> EXERCISE 1
Which lines of the listing contain the string "eyebrow"? Copy each of those lines, matching case exactly.

The last week, we got the figures for UK real GDP growth at the end
of 2018. Real GDP growth was just 0.2% in Q4 2018 over the previous
quarter. Indeed, the industry and construction sectors actually
contracted. Manufacturing output has been shrinking for six months.
Real GDP growth year over year (ie from Q42017 to Q4 2018) has slowed to
just 1.2% (meeting the BoE forecast for 2019 already). This was the
slowest annual rate since 2012. UK business investment in new
technology, plant and equipment has also slumped badly – down for four
consecutive quarters and down nearly 4% yoy. As a percentage of GDP,
business investment has been falling for over three years. British
business is on an investment strike. The risk of an outright recession
in the UK this year has risen sharply.
What’s happening in the UK economy is not all due to uncertainty over
what happens with Brexit. It is also due to the global slowdown,
particularly in Europe and China. Japan is teetering on a recession,
with growth in the last quarter of 2018 at zero.
China’s growth rate continues to slow – if still far higher than anything in the advanced capitalist economies.
And, as I pointed out in a previous post, among the so-called
‘emerging economies’, emergence is being replaced by submergence. Real
GDP in Latin America as a whole is contracting on annualised basis,
according to investment bank JP Morgan.
But the key to whether this slowdown becomes an outright recession
(mainstream economics defines that as two consecutive quarterly declines
in real GDP) is what happens in the largest and most important
capitalist economy, the US. Up to now, the US has been the leader of
the pack, at least among the top G7 economies, with a real GDP growth
rate of 3% at the end of 2018.

> EXERCISE 2
According to the text on the UK economy, how long has manufacturing output been shrinking?

> PROVIDED MATERIAL

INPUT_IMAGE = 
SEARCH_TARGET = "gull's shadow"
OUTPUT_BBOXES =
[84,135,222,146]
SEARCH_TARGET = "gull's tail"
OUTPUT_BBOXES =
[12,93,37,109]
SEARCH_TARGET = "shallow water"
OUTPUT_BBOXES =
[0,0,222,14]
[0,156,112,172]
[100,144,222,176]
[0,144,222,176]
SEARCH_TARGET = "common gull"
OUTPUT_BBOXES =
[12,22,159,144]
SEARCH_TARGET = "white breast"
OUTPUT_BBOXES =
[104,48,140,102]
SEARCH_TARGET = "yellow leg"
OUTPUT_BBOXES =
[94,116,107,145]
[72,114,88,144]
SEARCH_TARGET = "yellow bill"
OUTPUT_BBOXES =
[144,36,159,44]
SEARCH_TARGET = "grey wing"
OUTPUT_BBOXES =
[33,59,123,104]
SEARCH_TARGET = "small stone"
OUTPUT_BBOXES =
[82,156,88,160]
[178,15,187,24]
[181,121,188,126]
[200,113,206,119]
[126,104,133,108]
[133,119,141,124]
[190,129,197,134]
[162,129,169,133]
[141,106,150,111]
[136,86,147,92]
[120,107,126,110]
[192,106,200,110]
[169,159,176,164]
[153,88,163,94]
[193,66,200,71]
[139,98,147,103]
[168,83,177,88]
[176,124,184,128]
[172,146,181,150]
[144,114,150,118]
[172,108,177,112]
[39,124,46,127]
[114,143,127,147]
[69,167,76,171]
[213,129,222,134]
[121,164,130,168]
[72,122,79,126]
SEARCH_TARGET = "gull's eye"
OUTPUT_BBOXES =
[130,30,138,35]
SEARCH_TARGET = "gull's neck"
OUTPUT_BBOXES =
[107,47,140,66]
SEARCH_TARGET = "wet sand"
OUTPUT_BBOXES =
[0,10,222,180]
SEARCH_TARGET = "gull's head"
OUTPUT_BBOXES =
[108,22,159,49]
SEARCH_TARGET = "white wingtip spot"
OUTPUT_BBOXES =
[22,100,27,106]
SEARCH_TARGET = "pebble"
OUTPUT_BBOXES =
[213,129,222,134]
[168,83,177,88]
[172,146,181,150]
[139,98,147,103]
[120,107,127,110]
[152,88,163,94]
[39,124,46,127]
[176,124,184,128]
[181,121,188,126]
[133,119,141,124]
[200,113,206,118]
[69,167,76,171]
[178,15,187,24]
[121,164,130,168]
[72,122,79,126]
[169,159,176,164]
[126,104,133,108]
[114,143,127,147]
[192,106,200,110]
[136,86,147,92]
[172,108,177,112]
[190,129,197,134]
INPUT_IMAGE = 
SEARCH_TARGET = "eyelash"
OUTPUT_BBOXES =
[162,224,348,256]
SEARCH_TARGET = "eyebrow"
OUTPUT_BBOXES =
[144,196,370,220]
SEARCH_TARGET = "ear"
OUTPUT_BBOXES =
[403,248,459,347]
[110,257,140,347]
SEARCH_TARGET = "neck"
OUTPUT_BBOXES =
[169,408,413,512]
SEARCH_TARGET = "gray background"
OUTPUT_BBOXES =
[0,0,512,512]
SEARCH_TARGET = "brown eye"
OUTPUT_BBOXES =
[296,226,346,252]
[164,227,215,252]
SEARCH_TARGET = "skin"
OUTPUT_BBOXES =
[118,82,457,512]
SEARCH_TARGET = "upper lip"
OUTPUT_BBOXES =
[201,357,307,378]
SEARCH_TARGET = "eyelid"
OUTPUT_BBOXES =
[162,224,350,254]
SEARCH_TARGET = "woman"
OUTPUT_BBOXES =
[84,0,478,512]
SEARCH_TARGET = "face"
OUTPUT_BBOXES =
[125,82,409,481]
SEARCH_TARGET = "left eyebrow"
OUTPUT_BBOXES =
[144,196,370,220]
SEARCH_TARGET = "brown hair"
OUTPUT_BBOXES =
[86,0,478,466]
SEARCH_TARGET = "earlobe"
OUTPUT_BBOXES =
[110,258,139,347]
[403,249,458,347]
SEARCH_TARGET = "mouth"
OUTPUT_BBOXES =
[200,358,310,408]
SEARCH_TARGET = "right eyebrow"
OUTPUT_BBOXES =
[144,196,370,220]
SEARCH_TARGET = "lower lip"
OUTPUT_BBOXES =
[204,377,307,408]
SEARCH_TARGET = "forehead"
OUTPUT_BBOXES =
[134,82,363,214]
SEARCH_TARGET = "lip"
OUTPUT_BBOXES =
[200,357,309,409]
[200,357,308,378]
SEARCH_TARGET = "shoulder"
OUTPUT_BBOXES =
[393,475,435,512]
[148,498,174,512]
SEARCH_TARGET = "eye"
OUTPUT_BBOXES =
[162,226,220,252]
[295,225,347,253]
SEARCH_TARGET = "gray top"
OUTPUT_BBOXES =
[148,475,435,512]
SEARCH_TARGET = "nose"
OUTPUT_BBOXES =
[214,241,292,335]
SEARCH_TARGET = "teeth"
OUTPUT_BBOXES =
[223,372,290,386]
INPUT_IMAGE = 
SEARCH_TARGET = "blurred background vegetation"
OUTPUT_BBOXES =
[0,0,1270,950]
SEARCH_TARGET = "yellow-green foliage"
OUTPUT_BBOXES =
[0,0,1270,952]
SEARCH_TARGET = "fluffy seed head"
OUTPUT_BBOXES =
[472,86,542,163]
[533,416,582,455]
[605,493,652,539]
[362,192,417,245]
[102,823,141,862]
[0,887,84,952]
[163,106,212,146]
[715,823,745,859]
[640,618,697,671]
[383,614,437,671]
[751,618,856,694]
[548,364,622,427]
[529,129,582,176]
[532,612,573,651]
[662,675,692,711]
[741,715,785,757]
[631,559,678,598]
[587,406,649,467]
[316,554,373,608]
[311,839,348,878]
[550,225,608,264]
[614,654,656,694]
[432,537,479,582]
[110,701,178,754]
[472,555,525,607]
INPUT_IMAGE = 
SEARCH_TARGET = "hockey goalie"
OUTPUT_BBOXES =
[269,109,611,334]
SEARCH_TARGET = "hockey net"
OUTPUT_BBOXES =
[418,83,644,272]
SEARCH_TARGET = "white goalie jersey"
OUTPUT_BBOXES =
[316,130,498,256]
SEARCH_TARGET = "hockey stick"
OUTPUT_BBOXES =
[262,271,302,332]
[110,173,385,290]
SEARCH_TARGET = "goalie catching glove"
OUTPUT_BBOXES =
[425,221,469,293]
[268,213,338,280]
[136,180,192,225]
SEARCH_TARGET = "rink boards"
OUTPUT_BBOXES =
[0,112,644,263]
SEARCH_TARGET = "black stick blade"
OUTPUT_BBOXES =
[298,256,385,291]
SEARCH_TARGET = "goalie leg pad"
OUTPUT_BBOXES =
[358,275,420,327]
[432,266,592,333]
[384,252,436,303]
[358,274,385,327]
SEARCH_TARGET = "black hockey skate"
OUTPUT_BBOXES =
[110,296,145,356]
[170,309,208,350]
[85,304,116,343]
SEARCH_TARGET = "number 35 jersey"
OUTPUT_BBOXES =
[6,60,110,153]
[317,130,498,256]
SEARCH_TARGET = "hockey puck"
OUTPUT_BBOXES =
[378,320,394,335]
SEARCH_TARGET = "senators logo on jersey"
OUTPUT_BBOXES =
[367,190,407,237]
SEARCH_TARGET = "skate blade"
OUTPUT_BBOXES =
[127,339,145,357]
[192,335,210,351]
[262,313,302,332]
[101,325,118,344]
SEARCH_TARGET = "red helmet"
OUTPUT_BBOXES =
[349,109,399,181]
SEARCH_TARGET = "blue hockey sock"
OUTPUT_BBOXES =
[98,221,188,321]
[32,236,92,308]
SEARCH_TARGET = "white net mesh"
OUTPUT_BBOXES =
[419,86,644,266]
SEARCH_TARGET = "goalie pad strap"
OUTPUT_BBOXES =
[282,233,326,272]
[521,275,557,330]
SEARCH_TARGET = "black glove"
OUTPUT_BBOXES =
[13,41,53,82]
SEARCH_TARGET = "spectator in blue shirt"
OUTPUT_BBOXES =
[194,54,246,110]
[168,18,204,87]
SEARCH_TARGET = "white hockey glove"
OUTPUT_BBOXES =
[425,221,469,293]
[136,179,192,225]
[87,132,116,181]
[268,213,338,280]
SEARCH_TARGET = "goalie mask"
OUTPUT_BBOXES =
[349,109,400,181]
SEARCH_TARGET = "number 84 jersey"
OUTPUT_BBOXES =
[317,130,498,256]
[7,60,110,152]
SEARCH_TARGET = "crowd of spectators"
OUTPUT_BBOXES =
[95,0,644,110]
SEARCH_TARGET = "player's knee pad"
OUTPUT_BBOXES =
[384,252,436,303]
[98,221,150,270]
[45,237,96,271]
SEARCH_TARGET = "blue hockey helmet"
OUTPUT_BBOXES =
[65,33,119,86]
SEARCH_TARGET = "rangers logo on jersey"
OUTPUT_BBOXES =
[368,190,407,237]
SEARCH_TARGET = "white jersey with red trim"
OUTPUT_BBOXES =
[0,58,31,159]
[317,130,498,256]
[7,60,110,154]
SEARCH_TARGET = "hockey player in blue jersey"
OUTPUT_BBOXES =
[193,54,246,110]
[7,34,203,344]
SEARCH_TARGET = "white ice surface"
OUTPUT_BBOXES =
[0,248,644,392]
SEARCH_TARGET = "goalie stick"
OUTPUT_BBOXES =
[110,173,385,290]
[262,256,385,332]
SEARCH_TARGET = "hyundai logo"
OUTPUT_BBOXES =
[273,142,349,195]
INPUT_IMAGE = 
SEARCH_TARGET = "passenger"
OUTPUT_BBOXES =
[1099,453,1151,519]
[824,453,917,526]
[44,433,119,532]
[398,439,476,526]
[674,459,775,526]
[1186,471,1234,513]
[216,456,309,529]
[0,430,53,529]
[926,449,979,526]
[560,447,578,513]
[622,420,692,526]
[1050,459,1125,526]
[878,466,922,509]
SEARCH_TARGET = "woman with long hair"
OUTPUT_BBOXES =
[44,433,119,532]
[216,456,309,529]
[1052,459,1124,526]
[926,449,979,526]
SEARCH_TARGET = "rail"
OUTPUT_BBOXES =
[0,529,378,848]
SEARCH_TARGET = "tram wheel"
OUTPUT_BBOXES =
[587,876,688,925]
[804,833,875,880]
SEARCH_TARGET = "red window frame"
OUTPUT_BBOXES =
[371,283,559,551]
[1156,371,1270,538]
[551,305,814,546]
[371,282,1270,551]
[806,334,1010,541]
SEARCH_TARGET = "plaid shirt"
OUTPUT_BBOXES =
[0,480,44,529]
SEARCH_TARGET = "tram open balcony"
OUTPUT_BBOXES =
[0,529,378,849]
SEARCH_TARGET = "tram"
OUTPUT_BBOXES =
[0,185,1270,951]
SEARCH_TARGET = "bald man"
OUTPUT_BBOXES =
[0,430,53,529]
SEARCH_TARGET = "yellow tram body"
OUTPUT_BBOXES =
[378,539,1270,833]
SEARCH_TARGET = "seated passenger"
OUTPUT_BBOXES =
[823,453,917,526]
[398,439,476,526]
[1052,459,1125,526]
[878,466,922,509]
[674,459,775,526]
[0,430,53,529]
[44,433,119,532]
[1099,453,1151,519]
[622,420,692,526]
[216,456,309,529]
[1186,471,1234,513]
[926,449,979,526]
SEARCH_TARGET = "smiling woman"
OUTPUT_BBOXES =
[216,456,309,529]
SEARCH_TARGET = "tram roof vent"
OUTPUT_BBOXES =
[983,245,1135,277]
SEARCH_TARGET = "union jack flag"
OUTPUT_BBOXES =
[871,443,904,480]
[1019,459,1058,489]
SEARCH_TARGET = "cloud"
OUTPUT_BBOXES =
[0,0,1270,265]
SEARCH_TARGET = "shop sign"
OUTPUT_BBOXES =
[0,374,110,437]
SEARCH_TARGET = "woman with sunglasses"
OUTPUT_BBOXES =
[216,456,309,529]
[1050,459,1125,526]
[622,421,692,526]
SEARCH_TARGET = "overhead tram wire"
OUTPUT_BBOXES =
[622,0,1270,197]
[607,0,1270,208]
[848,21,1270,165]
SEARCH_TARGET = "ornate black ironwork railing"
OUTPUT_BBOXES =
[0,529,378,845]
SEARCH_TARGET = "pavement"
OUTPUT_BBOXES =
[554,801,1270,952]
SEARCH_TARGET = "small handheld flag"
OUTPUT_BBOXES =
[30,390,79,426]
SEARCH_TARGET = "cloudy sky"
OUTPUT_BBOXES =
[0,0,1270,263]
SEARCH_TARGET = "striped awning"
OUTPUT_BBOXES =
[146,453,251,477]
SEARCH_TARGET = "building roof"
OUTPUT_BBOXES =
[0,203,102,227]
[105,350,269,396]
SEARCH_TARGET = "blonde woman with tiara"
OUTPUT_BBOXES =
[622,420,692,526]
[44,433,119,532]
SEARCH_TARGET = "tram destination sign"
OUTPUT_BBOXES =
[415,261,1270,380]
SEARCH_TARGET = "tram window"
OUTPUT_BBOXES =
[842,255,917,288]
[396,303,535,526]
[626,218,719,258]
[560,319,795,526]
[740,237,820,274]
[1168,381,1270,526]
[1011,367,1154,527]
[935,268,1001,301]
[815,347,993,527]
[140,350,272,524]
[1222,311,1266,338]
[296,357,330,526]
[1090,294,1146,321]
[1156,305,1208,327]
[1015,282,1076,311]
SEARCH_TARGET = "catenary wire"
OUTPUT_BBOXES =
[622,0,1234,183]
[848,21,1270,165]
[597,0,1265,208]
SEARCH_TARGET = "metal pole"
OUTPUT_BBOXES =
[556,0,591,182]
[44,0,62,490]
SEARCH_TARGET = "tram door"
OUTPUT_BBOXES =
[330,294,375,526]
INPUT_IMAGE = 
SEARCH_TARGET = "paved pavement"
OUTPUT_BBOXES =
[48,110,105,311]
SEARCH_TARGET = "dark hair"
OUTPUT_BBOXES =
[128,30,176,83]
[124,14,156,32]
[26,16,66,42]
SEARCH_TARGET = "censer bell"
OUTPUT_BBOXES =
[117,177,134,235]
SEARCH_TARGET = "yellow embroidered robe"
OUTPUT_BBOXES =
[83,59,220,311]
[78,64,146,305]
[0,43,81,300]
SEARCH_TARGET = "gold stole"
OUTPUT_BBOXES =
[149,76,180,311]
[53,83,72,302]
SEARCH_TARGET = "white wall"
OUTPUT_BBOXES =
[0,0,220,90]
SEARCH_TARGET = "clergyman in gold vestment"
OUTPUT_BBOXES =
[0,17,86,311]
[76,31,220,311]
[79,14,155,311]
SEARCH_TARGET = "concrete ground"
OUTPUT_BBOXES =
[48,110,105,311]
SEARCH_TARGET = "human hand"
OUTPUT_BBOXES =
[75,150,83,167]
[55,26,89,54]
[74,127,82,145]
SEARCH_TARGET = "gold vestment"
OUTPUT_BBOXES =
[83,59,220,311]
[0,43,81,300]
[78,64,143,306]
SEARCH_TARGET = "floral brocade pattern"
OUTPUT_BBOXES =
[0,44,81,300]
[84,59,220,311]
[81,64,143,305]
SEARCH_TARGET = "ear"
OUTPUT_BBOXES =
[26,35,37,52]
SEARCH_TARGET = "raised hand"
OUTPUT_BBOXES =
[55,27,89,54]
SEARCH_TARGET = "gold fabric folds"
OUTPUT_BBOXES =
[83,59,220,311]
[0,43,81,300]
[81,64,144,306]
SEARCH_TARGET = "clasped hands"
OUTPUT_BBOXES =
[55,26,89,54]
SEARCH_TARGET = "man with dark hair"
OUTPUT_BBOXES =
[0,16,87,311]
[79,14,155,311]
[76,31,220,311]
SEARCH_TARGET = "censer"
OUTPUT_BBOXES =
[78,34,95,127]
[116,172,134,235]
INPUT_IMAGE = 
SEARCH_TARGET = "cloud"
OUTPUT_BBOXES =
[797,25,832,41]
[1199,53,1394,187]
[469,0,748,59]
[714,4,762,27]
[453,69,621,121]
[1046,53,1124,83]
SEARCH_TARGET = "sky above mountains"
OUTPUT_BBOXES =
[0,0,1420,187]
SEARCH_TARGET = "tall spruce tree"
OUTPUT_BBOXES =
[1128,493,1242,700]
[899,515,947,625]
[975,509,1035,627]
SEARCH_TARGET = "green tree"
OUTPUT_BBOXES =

> ANSWER 1
SEARCH_TARGET = "eyebrow"
SEARCH_TARGET = "left eyebrow"
SEARCH_TARGET = "right eyebrow"

> ANSWER 2
For six months.